## TASK DETAILS
Each entry must be output exactly as it appears.

---------- DATA TO PROCESS ----------

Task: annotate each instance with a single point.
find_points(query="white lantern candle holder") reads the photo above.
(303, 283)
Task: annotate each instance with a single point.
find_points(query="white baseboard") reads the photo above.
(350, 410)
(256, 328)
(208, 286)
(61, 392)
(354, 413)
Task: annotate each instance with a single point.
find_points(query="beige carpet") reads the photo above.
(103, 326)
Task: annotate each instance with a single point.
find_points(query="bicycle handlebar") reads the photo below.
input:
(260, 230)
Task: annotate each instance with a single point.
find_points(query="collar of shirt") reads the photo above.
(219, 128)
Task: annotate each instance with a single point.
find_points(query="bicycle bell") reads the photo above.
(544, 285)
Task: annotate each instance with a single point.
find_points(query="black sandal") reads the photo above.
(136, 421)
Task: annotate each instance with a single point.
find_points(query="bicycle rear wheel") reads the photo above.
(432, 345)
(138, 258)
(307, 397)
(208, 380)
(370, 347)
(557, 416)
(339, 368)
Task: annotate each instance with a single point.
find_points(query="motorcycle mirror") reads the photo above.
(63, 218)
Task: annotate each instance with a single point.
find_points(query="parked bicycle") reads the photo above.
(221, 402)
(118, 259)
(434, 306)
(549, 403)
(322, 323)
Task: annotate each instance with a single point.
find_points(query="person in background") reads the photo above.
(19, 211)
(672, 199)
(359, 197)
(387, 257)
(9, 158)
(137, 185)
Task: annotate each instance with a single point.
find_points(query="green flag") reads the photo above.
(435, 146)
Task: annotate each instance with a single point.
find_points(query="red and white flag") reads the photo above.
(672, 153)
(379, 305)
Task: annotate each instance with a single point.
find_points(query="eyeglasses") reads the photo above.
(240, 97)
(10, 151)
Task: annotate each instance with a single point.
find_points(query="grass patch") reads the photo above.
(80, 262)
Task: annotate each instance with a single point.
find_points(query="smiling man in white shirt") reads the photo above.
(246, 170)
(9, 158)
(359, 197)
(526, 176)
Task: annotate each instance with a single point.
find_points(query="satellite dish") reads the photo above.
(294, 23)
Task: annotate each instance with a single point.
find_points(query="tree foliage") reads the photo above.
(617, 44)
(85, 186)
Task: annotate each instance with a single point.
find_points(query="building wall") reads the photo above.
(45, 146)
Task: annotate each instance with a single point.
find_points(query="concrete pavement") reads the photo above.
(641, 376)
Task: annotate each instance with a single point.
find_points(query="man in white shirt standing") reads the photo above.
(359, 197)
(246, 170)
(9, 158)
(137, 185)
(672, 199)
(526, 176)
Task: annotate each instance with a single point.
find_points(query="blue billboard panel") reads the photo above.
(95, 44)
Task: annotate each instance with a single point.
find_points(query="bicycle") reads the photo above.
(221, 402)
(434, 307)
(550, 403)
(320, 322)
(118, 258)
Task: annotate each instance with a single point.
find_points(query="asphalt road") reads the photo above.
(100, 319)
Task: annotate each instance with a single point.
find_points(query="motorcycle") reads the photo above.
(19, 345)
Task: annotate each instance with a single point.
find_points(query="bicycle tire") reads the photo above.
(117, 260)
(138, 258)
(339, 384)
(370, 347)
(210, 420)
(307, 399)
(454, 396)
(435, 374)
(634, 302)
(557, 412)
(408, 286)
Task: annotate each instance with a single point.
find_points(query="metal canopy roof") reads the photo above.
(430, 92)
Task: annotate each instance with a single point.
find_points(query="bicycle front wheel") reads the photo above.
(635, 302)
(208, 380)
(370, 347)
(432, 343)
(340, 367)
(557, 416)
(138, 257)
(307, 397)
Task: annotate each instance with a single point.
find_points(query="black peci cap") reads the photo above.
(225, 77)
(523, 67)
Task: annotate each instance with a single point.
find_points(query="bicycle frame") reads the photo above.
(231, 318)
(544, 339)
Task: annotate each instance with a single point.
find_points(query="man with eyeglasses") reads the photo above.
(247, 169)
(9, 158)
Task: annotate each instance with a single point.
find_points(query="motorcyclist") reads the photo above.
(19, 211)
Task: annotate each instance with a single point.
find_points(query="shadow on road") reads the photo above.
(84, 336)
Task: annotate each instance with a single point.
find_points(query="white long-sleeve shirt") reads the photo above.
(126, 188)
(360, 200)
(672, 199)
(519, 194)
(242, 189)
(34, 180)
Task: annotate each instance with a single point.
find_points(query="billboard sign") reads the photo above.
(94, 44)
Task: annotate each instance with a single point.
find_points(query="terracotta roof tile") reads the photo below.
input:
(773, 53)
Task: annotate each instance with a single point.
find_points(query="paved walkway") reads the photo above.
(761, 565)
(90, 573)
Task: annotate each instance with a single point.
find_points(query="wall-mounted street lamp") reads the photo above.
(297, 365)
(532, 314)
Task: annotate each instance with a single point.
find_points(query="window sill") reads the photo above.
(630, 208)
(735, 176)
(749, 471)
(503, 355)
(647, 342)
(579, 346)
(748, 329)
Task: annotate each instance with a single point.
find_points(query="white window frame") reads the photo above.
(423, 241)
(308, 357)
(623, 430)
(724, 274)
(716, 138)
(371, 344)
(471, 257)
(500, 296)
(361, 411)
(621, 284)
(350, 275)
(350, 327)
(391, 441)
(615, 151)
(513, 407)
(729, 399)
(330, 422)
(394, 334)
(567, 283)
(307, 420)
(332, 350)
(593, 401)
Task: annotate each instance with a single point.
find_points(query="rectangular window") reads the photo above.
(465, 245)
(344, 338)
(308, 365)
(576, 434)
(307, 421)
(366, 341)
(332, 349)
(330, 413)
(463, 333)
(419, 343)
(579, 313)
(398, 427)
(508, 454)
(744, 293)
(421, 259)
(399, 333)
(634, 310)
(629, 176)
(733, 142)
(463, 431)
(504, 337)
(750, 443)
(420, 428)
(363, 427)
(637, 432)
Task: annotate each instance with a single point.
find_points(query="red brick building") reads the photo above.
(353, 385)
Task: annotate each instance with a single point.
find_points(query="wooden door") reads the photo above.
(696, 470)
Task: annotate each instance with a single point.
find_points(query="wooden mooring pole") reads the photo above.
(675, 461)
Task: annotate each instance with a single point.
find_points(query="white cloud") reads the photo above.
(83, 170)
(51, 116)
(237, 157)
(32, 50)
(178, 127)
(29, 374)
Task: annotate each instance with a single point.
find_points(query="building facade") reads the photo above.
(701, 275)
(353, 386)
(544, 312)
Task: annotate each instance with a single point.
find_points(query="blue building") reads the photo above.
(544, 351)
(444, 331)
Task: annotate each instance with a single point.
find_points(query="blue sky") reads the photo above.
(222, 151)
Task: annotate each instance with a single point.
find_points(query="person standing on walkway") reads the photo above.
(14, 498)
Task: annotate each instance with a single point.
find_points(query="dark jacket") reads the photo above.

----------

## WRITTEN SOLUTION
Task: annotate each instance with a single point.
find_points(query="white lantern candle holder") reads the photo above.
(303, 283)
Task: annotate each instance with a single point.
find_points(query="white baseboard") reads the photo above.
(350, 410)
(256, 328)
(208, 286)
(61, 392)
(354, 413)
Task: annotate each instance with a single point.
find_points(query="beige carpet") reads the photo above.
(103, 326)
Task: annotate each instance with a single point.
find_points(query="bicycle handlebar") reads the photo below.
input:
(260, 230)
Task: annotate each instance with a single point.
find_points(query="collar of shirt") reads the photo above.
(219, 128)
Task: annotate each instance with a single point.
find_points(query="bicycle bell") reads the photo above.
(544, 285)
Task: annotate each instance with a single point.
find_points(query="black sandal") reads the photo above.
(136, 421)
Task: annotate each instance with a single point.
find_points(query="bicycle rear wheel") reads the photo above.
(432, 345)
(138, 258)
(307, 397)
(208, 380)
(370, 347)
(557, 416)
(339, 368)
Task: annotate each instance with a single point.
find_points(query="motorcycle mirror") reads the photo above.
(63, 218)
Task: annotate each instance with a single point.
find_points(query="parked bicycle") reads the photo above.
(221, 402)
(118, 259)
(434, 306)
(549, 403)
(322, 323)
Task: annotate each instance with a single point.
find_points(query="person in background") reads the photo above.
(19, 211)
(672, 199)
(359, 197)
(387, 257)
(9, 158)
(137, 185)
Task: annotate each instance with a single point.
find_points(query="green flag") reads the photo above.
(435, 146)
Task: annotate each instance with a single point.
find_points(query="red and white flag") reads the photo above.
(672, 153)
(379, 305)
Task: annotate each instance with a single point.
find_points(query="eyeglasses") reads the photo above.
(240, 97)
(10, 151)
Task: annotate each instance with a single point.
find_points(query="grass patch") reads the photo above.
(80, 262)
Task: annotate each instance with a single point.
find_points(query="smiling man in white shirt") reads the photo above.
(246, 170)
(9, 158)
(359, 197)
(526, 176)
Task: annotate each instance with a single point.
find_points(query="satellite dish") reads the photo above.
(294, 23)
Task: annotate each instance with a single point.
find_points(query="tree foliage") reads the photo above.
(617, 44)
(85, 186)
Task: annotate each instance with a single point.
find_points(query="building wall") reads the photo above.
(45, 146)
Task: annotate each instance with a single point.
find_points(query="concrete pavement") reads the photo above.
(641, 376)
Task: annotate each instance with a single point.
find_points(query="man in white shirt standing") reads the photo above.
(359, 197)
(246, 170)
(9, 158)
(137, 185)
(672, 199)
(526, 176)
Task: annotate each instance with a single point.
find_points(query="blue billboard panel") reads the photo above.
(95, 44)
Task: annotate each instance with a single point.
find_points(query="bicycle") reads the photo above.
(221, 402)
(434, 307)
(550, 403)
(320, 322)
(118, 258)
Task: annotate each instance with a single point.
find_points(query="asphalt road") reads the photo above.
(100, 319)
Task: annotate each instance with a single point.
find_points(query="motorcycle") reads the photo above.
(19, 345)
Task: annotate each instance with a single point.
find_points(query="bicycle tire") reads the photo above.
(117, 260)
(138, 258)
(339, 384)
(370, 347)
(210, 420)
(307, 399)
(454, 396)
(435, 374)
(634, 302)
(557, 412)
(408, 286)
Task: annotate each instance with a single point.
find_points(query="metal canopy roof") reads the photo above.
(430, 92)
Task: annotate each instance with a single point.
find_points(query="bicycle front wheel") reads the photo above.
(635, 302)
(208, 380)
(370, 347)
(432, 343)
(340, 367)
(557, 416)
(138, 257)
(307, 397)
Task: annotate each instance with a single point.
find_points(query="black peci cap") reads the photo above.
(225, 77)
(523, 67)
Task: annotate each instance with a single point.
find_points(query="bicycle frame") reads the photo above.
(231, 318)
(544, 339)
Task: annotate each instance with a single point.
find_points(query="man with eyeglasses") reads the photo above.
(247, 169)
(9, 158)
Task: annotate each instance with a single point.
find_points(query="motorcyclist") reads the photo above.
(19, 211)
Task: annotate each instance with a single point.
find_points(query="shadow on road") reads the photo above.
(84, 336)
Task: annotate each instance with a single point.
find_points(query="white long-sleeve shirt") reads the photo above.
(126, 188)
(360, 200)
(672, 199)
(519, 194)
(242, 189)
(34, 180)
Task: annotate each instance with a single point.
find_points(query="billboard sign") reads the photo above.
(94, 44)
Task: annotate each instance with a single point.
find_points(query="terracotta roof tile") reads the photo below.
input:
(773, 53)
Task: annotate each instance with a single point.
find_points(query="paved walkway") reads the photo above.
(761, 565)
(90, 573)
Task: annotate each instance with a single point.
find_points(query="wall-mounted street lamp") reads the photo above.
(297, 365)
(532, 314)
Task: annotate each instance with a single point.
find_points(query="window sill") reads the photo above.
(630, 208)
(735, 176)
(749, 471)
(503, 355)
(647, 342)
(579, 346)
(748, 329)
Task: annotate each instance with a single point.
find_points(query="white window frame") reads the photo above.
(423, 241)
(308, 357)
(623, 430)
(724, 274)
(716, 138)
(371, 344)
(471, 257)
(500, 296)
(361, 411)
(621, 284)
(350, 275)
(350, 327)
(391, 441)
(615, 151)
(513, 407)
(729, 399)
(330, 422)
(394, 334)
(567, 283)
(307, 420)
(332, 350)
(593, 401)
Task: annotate each instance with a single point.
find_points(query="rectangular window") reads the photo above.
(465, 245)
(344, 338)
(308, 365)
(576, 434)
(307, 421)
(366, 341)
(332, 349)
(330, 413)
(463, 333)
(419, 343)
(579, 313)
(398, 427)
(508, 454)
(744, 293)
(421, 259)
(399, 333)
(634, 310)
(629, 176)
(733, 142)
(463, 431)
(504, 337)
(750, 443)
(420, 428)
(363, 427)
(637, 432)
Task: annotate each instance with a single point.
find_points(query="red brick building") reads the photo above.
(353, 385)
Task: annotate each instance with a single point.
find_points(query="wooden door") reads the photo above.
(696, 470)
Task: annotate each instance with a single point.
find_points(query="wooden mooring pole") reads the photo above.
(675, 461)
Task: annotate each instance with a single point.
find_points(query="white cloud") reads the photo above.
(83, 170)
(51, 116)
(237, 157)
(32, 50)
(178, 127)
(29, 374)
Task: annotate each instance with a single point.
find_points(query="building facade") reads the photo above.
(701, 275)
(353, 386)
(544, 312)
Task: annotate each instance with a single point.
find_points(query="blue building") reads the photo above.
(544, 351)
(444, 331)
Task: annotate each instance with a single point.
find_points(query="blue sky") reads the photo above.
(222, 151)
Task: annotate each instance with a single point.
find_points(query="person standing on walkway") reads the photo above.
(14, 498)
Task: annotate each instance with a single point.
find_points(query="dark jacket") reads the photo above.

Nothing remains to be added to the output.